--- Written problem ---
Update the rows below by changing every "pixel coordinates" to "image coordinates" and keeping everything else the same. Leave the pictures out of your copy.

──────── Data provided

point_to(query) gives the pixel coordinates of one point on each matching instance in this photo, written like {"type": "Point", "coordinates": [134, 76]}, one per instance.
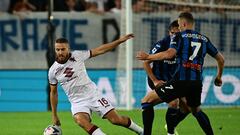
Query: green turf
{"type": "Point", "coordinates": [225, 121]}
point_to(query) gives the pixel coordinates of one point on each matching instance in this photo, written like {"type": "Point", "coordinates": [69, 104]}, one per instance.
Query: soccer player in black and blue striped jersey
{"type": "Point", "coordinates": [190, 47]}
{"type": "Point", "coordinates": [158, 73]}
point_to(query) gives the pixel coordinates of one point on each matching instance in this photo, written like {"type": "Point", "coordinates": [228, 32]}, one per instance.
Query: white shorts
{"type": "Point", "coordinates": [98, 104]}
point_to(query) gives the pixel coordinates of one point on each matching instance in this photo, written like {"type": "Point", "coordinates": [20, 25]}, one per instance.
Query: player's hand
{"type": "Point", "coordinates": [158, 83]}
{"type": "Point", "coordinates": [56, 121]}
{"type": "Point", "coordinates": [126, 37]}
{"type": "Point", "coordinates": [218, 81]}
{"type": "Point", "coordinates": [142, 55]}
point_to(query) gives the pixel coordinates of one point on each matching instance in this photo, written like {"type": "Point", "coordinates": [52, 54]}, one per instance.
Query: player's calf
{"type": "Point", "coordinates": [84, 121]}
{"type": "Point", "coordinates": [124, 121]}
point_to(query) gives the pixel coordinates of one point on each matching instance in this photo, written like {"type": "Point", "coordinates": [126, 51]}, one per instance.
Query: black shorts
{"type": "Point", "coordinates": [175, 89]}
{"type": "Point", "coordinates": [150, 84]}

────────────────

--- Worked solution ---
point_to(query) gives the image coordinates of one point on each matching instance in this photo, written like {"type": "Point", "coordinates": [134, 76]}, one per instance.
Query: green turf
{"type": "Point", "coordinates": [225, 121]}
point_to(query) gives the image coordinates of one point on each matching instance in this photo, written like {"type": "Point", "coordinates": [69, 104]}, one per instance.
Query: soccer player in black and blue striped jersey
{"type": "Point", "coordinates": [190, 47]}
{"type": "Point", "coordinates": [158, 73]}
point_to(query) gives the image coordinates of one point on each matching instance in this photo, written like {"type": "Point", "coordinates": [228, 32]}, one per instance.
Query: white shorts
{"type": "Point", "coordinates": [98, 104]}
point_to(query) gives the image coordinates of one point on each matching instance in this photo, written like {"type": "Point", "coordinates": [20, 25]}, one per instance.
Query: player's hand
{"type": "Point", "coordinates": [158, 83]}
{"type": "Point", "coordinates": [56, 121]}
{"type": "Point", "coordinates": [126, 37]}
{"type": "Point", "coordinates": [218, 81]}
{"type": "Point", "coordinates": [142, 55]}
point_to(query) gives the image coordinates of one point on each matching instance in this photo, written like {"type": "Point", "coordinates": [52, 54]}, one per instance.
Query: player's calf
{"type": "Point", "coordinates": [84, 121]}
{"type": "Point", "coordinates": [124, 121]}
point_to(query) gives the image coordinates of one point on each matching instance in this photo, written like {"type": "Point", "coordinates": [126, 51]}, one per instance.
Query: black shorts
{"type": "Point", "coordinates": [175, 89]}
{"type": "Point", "coordinates": [150, 84]}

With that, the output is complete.